■ Requirement
Switch "rosemary sprig" to "thyme sprig" in the material between the line holding "Target: rosemary sprig" and the line holding "30L218 44L206 56L188", inclusive, and give those lines again with everything else unchanged. Leave the pictures out of your answer.

--- start of Data extract ---

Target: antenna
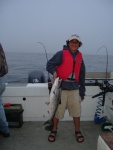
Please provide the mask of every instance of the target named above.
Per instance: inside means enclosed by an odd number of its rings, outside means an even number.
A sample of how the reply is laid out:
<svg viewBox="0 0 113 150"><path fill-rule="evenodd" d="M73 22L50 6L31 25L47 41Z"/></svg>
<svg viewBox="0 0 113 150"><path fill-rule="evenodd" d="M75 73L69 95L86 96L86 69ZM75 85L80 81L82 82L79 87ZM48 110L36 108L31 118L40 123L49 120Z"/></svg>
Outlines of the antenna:
<svg viewBox="0 0 113 150"><path fill-rule="evenodd" d="M106 60L106 81L107 81L107 74L108 74L108 50L107 50L107 47L104 45L104 46L101 46L97 51L99 51L102 48L105 48L106 56L107 56L107 60Z"/></svg>
<svg viewBox="0 0 113 150"><path fill-rule="evenodd" d="M41 43L41 42L37 42L37 43L39 43L39 44L41 44L41 45L43 46L44 51L45 51L45 54L46 54L46 60L47 60L47 62L48 62L47 51L46 51L46 48L45 48L44 44ZM49 72L48 72L48 82L50 82L50 81L51 81L51 80L50 80L50 74L49 74Z"/></svg>
<svg viewBox="0 0 113 150"><path fill-rule="evenodd" d="M46 48L45 48L44 44L41 43L41 42L37 42L37 43L40 43L40 44L43 46L43 48L44 48L44 50L45 50L45 54L46 54L46 59L47 59L47 62L48 62L47 51L46 51Z"/></svg>

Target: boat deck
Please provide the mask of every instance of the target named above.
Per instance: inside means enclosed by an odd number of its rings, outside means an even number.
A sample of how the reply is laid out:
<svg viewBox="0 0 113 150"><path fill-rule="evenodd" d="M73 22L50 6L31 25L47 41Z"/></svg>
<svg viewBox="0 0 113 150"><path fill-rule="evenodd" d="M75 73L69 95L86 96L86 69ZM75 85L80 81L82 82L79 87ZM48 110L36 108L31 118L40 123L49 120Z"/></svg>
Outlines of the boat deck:
<svg viewBox="0 0 113 150"><path fill-rule="evenodd" d="M98 136L102 134L101 126L93 121L81 121L84 142L78 143L74 135L73 121L59 122L56 141L48 141L50 131L46 131L43 122L24 122L21 128L10 128L11 136L0 135L1 150L97 150Z"/></svg>

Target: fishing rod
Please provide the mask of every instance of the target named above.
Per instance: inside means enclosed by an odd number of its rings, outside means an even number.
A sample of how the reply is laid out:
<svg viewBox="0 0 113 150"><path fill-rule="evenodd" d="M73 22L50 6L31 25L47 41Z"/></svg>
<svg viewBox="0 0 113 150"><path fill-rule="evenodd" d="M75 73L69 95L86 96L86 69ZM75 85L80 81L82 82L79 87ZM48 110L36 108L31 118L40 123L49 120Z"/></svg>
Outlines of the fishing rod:
<svg viewBox="0 0 113 150"><path fill-rule="evenodd" d="M103 45L100 48L98 48L97 51L99 51L102 48L105 48L105 50L106 50L106 56L107 56L107 59L106 59L106 77L105 77L106 81L107 81L107 75L108 75L108 50L107 50L107 47L105 45Z"/></svg>
<svg viewBox="0 0 113 150"><path fill-rule="evenodd" d="M45 51L45 55L46 55L46 60L47 60L47 62L48 62L47 50L46 50L44 44L43 44L42 42L37 42L37 43L39 43L39 44L41 44L41 45L43 46L44 51ZM48 72L48 89L49 89L49 93L50 93L50 91L51 91L51 79L50 79L50 74L49 74L49 72Z"/></svg>

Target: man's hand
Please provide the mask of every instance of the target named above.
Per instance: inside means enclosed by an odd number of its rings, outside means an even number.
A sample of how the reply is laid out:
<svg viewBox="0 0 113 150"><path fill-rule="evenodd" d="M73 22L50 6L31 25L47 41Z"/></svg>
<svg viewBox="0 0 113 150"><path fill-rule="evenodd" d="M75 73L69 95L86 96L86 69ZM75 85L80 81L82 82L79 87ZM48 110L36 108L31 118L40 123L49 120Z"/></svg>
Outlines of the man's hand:
<svg viewBox="0 0 113 150"><path fill-rule="evenodd" d="M55 79L57 78L57 72L53 73L53 80L55 81Z"/></svg>

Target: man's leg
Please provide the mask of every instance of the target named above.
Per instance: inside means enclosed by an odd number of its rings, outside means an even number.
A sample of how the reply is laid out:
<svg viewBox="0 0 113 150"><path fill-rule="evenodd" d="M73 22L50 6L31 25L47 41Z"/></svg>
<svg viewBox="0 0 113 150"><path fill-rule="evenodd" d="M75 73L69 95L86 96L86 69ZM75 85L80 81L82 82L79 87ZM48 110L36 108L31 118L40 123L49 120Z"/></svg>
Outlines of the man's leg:
<svg viewBox="0 0 113 150"><path fill-rule="evenodd" d="M56 137L56 134L57 134L58 123L59 123L59 119L54 117L53 118L53 129L51 130L51 133L50 133L50 135L48 137L48 140L50 142L54 142L55 141L55 137Z"/></svg>
<svg viewBox="0 0 113 150"><path fill-rule="evenodd" d="M84 136L82 135L80 131L80 117L73 117L73 121L74 121L74 126L75 126L76 140L78 142L83 142Z"/></svg>

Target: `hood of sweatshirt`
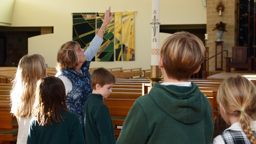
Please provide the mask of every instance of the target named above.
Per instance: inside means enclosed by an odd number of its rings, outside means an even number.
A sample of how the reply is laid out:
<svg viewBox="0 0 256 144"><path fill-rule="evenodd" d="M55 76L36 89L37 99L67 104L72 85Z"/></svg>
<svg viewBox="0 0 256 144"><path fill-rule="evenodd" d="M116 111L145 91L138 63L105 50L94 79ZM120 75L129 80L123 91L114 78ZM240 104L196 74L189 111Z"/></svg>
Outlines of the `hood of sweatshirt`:
<svg viewBox="0 0 256 144"><path fill-rule="evenodd" d="M184 123L193 123L202 118L209 100L197 86L191 84L191 87L155 83L149 94L170 117Z"/></svg>

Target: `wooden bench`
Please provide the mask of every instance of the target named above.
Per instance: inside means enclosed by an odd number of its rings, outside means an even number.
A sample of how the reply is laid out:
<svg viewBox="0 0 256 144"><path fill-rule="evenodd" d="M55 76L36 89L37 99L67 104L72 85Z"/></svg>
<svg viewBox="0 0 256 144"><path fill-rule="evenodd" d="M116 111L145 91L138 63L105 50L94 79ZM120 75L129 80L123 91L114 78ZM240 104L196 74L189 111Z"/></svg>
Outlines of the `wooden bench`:
<svg viewBox="0 0 256 144"><path fill-rule="evenodd" d="M0 86L0 90L12 90L12 87L1 87Z"/></svg>
<svg viewBox="0 0 256 144"><path fill-rule="evenodd" d="M95 69L97 69L97 68L89 68L89 70L93 70ZM122 67L121 68L107 68L107 69L109 71L113 71L113 70L121 70L122 69L123 69Z"/></svg>
<svg viewBox="0 0 256 144"><path fill-rule="evenodd" d="M0 101L10 101L10 95L0 95Z"/></svg>
<svg viewBox="0 0 256 144"><path fill-rule="evenodd" d="M110 71L116 79L132 79L135 76L141 77L143 74L142 68L131 68Z"/></svg>
<svg viewBox="0 0 256 144"><path fill-rule="evenodd" d="M0 109L0 141L10 143L17 141L18 129L13 128L13 118L10 109Z"/></svg>
<svg viewBox="0 0 256 144"><path fill-rule="evenodd" d="M0 84L0 87L12 87L13 84Z"/></svg>
<svg viewBox="0 0 256 144"><path fill-rule="evenodd" d="M10 108L10 101L0 101L0 109Z"/></svg>
<svg viewBox="0 0 256 144"><path fill-rule="evenodd" d="M10 90L0 90L0 95L10 95Z"/></svg>

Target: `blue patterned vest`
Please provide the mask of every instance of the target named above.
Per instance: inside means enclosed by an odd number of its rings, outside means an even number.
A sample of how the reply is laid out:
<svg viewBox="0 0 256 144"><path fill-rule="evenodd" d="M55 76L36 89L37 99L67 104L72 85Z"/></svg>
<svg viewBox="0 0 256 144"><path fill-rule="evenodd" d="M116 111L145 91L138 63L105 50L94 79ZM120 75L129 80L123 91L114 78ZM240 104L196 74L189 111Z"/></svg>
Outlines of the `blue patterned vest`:
<svg viewBox="0 0 256 144"><path fill-rule="evenodd" d="M255 131L253 131L252 132L254 134L254 136L256 136ZM221 136L225 144L252 143L243 131L229 130L221 133L220 135Z"/></svg>
<svg viewBox="0 0 256 144"><path fill-rule="evenodd" d="M83 110L85 103L92 92L91 87L91 74L89 73L90 61L87 61L86 67L81 68L82 74L74 70L67 68L60 75L67 77L72 83L72 90L67 95L67 106L71 112L78 116L83 130Z"/></svg>

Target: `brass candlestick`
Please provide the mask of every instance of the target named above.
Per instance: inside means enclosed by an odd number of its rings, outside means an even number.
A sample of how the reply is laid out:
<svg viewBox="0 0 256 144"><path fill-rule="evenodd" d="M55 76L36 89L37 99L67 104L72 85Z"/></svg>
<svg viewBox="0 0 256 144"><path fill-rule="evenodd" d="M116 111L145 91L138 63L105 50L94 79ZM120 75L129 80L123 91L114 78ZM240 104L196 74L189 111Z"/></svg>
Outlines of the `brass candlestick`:
<svg viewBox="0 0 256 144"><path fill-rule="evenodd" d="M151 73L150 76L151 77L148 77L149 79L151 82L150 84L153 84L155 82L159 82L162 80L163 77L159 77L159 67L158 65L150 65Z"/></svg>

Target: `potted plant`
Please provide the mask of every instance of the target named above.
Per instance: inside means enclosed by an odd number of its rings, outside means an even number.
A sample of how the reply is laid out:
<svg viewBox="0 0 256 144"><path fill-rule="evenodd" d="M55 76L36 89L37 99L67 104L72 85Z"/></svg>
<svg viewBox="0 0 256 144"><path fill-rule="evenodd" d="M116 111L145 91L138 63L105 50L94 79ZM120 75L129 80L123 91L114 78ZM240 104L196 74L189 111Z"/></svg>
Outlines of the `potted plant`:
<svg viewBox="0 0 256 144"><path fill-rule="evenodd" d="M226 30L226 26L227 25L226 23L224 23L222 21L221 21L219 23L216 24L216 27L213 28L213 31L216 31L217 34L217 37L218 40L217 41L222 41L221 38L223 35L223 32L227 32Z"/></svg>

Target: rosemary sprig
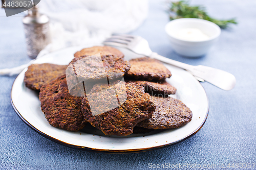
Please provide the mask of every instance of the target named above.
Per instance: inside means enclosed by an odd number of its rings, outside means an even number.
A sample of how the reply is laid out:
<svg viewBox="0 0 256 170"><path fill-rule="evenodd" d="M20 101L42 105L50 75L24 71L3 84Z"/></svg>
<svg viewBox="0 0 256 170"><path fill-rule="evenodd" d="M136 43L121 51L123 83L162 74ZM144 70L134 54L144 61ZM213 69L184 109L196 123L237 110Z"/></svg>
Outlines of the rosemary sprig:
<svg viewBox="0 0 256 170"><path fill-rule="evenodd" d="M195 18L205 19L215 23L220 28L225 29L229 23L237 24L235 18L228 20L218 20L208 15L205 8L202 6L190 6L184 1L172 2L169 11L176 13L176 16L170 14L170 20L182 18Z"/></svg>

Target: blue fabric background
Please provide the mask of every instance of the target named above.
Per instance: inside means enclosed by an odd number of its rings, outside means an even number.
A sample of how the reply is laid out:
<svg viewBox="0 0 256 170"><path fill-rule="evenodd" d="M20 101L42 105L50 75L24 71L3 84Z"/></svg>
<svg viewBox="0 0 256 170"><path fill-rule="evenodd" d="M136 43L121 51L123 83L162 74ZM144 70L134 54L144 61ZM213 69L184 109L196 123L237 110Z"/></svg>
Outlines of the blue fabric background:
<svg viewBox="0 0 256 170"><path fill-rule="evenodd" d="M222 30L218 44L206 56L188 59L173 51L164 31L168 18L162 1L150 1L148 18L131 33L146 38L152 50L160 55L189 64L223 69L236 76L236 86L230 91L202 83L209 98L210 110L198 133L178 144L140 153L107 154L71 149L44 138L25 125L10 102L16 76L0 77L0 168L145 169L149 169L150 162L216 164L218 167L223 163L226 167L229 163L256 163L256 2L191 3L205 6L215 17L237 17L239 22L230 29ZM0 9L0 68L30 60L26 55L22 15L7 18ZM256 169L256 165L251 169Z"/></svg>

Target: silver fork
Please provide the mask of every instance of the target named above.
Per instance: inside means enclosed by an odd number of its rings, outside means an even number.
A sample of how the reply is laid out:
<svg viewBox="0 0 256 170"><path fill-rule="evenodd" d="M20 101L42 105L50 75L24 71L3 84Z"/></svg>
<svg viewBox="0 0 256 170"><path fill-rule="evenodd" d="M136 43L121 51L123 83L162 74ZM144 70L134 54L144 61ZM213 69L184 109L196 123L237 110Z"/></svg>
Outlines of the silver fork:
<svg viewBox="0 0 256 170"><path fill-rule="evenodd" d="M236 85L234 76L226 71L203 65L194 66L161 56L152 52L147 41L141 37L131 35L117 35L103 42L106 45L126 48L138 54L157 59L188 71L200 81L207 81L225 90L230 90Z"/></svg>

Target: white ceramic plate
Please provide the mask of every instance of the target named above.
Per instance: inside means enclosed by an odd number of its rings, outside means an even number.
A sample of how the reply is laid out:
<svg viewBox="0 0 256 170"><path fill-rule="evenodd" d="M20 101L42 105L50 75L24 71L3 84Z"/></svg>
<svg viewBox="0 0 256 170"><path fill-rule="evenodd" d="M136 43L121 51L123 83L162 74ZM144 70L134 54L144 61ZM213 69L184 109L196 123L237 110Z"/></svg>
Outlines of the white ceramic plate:
<svg viewBox="0 0 256 170"><path fill-rule="evenodd" d="M73 54L81 48L76 46L63 49L38 58L34 63L66 65L74 58ZM126 59L139 57L125 50L119 50L124 53ZM173 75L167 81L177 89L176 94L173 96L181 100L193 113L190 122L176 129L119 137L104 135L90 126L84 130L76 132L54 128L48 124L41 111L38 93L25 86L23 80L27 69L13 83L11 101L18 115L27 125L47 138L65 145L108 153L132 153L156 149L181 142L196 134L204 124L209 109L208 100L200 83L183 69L168 65L166 66Z"/></svg>

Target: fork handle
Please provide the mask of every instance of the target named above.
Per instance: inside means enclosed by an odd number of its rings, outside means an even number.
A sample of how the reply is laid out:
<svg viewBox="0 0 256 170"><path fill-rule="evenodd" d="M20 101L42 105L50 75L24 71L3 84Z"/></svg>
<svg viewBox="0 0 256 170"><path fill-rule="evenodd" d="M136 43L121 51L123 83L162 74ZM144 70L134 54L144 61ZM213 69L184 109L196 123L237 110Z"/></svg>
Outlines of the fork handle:
<svg viewBox="0 0 256 170"><path fill-rule="evenodd" d="M224 90L230 90L234 88L236 85L236 78L233 75L219 69L201 65L193 66L185 64L163 57L156 53L153 53L149 57L184 69L193 75Z"/></svg>

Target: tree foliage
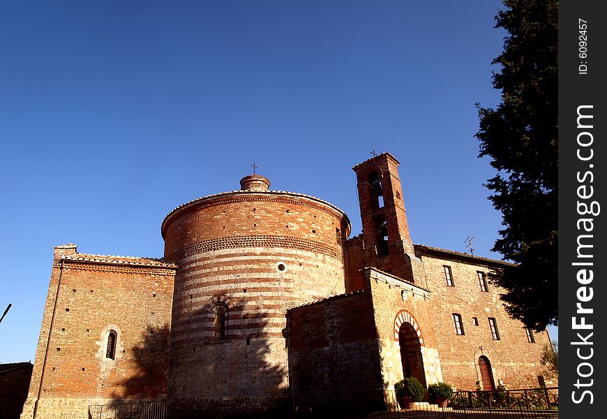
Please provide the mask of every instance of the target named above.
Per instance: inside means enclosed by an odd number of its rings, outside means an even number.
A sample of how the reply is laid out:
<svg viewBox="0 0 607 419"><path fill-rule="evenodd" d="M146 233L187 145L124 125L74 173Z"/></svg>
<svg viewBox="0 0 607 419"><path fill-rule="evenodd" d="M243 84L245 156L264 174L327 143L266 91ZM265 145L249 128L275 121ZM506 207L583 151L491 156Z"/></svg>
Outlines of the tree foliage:
<svg viewBox="0 0 607 419"><path fill-rule="evenodd" d="M537 331L558 324L557 24L556 0L504 0L496 28L509 34L492 64L495 109L477 104L479 157L497 174L485 186L502 214L493 250L516 266L492 278L509 315Z"/></svg>

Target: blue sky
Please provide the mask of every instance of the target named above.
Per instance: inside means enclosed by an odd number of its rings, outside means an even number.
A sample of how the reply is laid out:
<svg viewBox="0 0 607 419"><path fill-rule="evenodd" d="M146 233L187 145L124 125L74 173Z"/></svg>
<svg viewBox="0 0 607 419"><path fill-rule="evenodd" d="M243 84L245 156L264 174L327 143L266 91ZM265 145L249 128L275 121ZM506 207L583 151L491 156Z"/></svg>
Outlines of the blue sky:
<svg viewBox="0 0 607 419"><path fill-rule="evenodd" d="M239 189L361 221L351 168L389 152L414 242L490 251L477 158L495 106L497 1L0 3L0 362L33 360L53 247L161 257L173 208ZM556 333L551 332L553 337ZM7 344L7 337L10 344Z"/></svg>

--- end of Data extract ---

■ Answer for this exercise
Target: thyme sprig
Please provide the mask of every instance of the target named above.
Per instance: inside means enclosed by an odd number of its rings, outside means an even number.
A sample of how the reply is laid out:
<svg viewBox="0 0 256 170"><path fill-rule="evenodd" d="M20 101L42 105L50 75L24 71L3 84Z"/></svg>
<svg viewBox="0 0 256 170"><path fill-rule="evenodd" d="M136 43L121 51L123 83L162 74ZM144 70L134 54L144 61ZM213 69L184 109L196 123L237 110Z"/></svg>
Outlines of the thyme sprig:
<svg viewBox="0 0 256 170"><path fill-rule="evenodd" d="M195 18L205 19L215 23L220 28L225 29L229 23L237 24L235 18L228 20L218 20L208 15L205 8L202 6L190 6L184 1L172 2L169 11L176 13L176 16L170 14L170 20L182 18Z"/></svg>

Target: blue fabric background
Please provide the mask of every instance of the target named above.
Per instance: inside means enclosed by an odd number of its rings, outside means an even number.
A sample of how the reply is laid out:
<svg viewBox="0 0 256 170"><path fill-rule="evenodd" d="M20 101L42 105L50 75L24 71L3 84Z"/></svg>
<svg viewBox="0 0 256 170"><path fill-rule="evenodd" d="M136 43L121 51L123 83L162 74ZM144 70L134 54L144 61ZM213 69L184 109L196 123L237 110Z"/></svg>
Outlines of the blue fabric background:
<svg viewBox="0 0 256 170"><path fill-rule="evenodd" d="M222 30L218 44L206 56L188 59L173 51L164 31L168 18L162 1L150 1L148 18L131 33L146 38L152 50L160 55L189 64L223 69L236 76L236 86L230 91L202 83L209 98L210 110L198 133L178 144L140 153L107 154L71 149L44 138L25 125L10 102L16 76L0 77L0 168L145 169L149 169L150 162L216 164L218 167L223 163L226 167L229 163L256 163L256 2L191 3L205 6L215 17L237 17L239 22L230 29ZM0 9L0 68L30 60L26 55L22 15L7 18ZM256 169L256 165L251 169Z"/></svg>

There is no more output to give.